— Given request —
Copy out the data word for word, starting at its first line and ending with the line that holds "column 1168, row 31", inclusive.
— START Extracted entries —
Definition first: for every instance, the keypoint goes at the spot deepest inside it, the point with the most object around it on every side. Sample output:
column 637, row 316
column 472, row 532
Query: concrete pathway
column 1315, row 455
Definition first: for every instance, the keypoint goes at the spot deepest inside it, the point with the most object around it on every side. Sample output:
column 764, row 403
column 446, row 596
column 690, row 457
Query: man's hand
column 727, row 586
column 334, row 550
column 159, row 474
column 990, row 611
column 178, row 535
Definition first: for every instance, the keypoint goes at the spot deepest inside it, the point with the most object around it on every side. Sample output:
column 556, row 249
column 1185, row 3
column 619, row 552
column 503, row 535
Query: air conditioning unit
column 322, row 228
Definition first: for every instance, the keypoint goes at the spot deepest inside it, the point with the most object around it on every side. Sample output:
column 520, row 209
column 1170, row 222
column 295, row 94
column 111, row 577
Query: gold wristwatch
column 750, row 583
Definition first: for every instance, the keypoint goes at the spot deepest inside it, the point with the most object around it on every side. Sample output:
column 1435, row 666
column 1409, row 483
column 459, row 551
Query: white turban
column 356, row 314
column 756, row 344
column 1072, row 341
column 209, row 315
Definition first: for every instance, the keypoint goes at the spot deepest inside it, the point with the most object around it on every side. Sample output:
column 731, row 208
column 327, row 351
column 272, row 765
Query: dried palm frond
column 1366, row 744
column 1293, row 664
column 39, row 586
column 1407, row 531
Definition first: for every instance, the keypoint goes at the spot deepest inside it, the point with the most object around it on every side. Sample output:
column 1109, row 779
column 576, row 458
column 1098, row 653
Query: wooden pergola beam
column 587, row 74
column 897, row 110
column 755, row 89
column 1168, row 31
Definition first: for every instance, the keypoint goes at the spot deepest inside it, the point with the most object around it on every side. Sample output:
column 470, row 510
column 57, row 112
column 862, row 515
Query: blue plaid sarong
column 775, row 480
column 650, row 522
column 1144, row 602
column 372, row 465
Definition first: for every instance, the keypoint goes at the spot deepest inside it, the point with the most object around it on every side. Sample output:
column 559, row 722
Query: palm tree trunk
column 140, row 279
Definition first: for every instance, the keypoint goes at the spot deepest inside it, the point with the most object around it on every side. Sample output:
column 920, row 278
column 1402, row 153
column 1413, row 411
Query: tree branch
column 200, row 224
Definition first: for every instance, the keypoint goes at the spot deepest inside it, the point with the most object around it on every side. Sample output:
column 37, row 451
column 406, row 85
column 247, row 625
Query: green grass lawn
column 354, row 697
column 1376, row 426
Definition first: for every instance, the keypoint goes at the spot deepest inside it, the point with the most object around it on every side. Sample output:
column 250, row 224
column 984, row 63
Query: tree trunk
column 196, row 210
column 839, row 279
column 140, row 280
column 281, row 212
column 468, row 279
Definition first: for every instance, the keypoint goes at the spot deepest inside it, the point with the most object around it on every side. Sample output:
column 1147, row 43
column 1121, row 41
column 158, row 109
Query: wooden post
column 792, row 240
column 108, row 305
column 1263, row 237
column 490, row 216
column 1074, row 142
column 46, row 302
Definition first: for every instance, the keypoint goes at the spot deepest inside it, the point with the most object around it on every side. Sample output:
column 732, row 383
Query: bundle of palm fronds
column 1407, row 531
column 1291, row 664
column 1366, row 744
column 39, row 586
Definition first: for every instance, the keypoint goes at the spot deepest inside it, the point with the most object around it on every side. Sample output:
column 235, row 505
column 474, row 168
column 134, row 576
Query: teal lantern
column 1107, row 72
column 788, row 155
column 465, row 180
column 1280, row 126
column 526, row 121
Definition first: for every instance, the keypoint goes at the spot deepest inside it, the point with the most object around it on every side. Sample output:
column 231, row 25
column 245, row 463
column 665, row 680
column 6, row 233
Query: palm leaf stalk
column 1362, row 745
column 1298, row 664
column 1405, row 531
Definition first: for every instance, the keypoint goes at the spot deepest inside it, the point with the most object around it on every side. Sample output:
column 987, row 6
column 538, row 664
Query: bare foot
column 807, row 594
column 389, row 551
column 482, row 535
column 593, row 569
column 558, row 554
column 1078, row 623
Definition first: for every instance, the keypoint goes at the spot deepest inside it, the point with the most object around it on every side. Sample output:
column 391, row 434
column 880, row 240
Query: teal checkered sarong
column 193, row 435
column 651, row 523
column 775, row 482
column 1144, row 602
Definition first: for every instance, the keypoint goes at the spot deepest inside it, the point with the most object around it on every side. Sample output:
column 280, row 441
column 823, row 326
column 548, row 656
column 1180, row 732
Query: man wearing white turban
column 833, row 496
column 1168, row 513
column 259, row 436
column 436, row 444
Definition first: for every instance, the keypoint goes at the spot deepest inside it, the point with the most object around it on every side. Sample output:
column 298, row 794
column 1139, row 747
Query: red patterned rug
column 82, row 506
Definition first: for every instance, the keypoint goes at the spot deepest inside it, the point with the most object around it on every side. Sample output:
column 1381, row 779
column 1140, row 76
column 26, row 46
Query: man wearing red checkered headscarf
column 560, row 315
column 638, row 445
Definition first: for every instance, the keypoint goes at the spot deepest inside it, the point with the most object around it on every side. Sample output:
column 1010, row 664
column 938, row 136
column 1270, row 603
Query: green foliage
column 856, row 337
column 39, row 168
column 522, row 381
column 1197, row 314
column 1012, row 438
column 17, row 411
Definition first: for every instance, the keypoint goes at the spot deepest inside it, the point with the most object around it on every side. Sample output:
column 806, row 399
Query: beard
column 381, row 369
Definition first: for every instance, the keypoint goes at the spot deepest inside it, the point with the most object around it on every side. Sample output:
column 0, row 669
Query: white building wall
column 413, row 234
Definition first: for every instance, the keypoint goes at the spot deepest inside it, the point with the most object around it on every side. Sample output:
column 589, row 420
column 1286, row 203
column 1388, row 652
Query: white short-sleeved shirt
— END Extracted entries —
— Written answer —
Definition first: for every instance, the keypoint goes at the spot deepest inside it, the point with the most object around it on every side. Sample output:
column 637, row 316
column 472, row 532
Query: concrete pathway
column 1315, row 455
Definition first: for every instance, the keypoint goes at the spot deepest inside it, the point with the most object around it on every side. Sample output:
column 764, row 403
column 446, row 596
column 690, row 457
Query: man's hand
column 727, row 586
column 334, row 550
column 159, row 474
column 990, row 611
column 178, row 535
Definition first: for every instance, the keypoint goes at the spot deepest inside it, the point with the most object around it on every side. Sample output:
column 556, row 249
column 1185, row 3
column 619, row 552
column 503, row 535
Query: air conditioning unit
column 322, row 228
Definition first: for every instance, the keypoint goes at the spot deepest inside it, the point with the most object around it on every side. Sample output:
column 520, row 209
column 1170, row 222
column 295, row 94
column 111, row 577
Query: gold wristwatch
column 750, row 583
Definition first: for every instance, the keypoint goes at the spot deepest inside it, the point with the most object around it on every side. Sample output:
column 1435, row 666
column 1409, row 483
column 459, row 551
Query: white turban
column 356, row 314
column 756, row 344
column 1072, row 341
column 209, row 315
Definition first: for every instance, the keypoint goes at the spot deepest inside it, the point with the most object around it on every side. Sample output:
column 731, row 208
column 327, row 351
column 272, row 765
Query: dried palm frond
column 1366, row 744
column 1293, row 664
column 39, row 586
column 1407, row 531
Definition first: for every instance, the keypoint goes at the spot deepest inside it, the point with the most object around it on every side. Sample output:
column 1109, row 779
column 576, row 458
column 1098, row 653
Query: wooden pergola beam
column 587, row 74
column 897, row 110
column 755, row 89
column 1168, row 31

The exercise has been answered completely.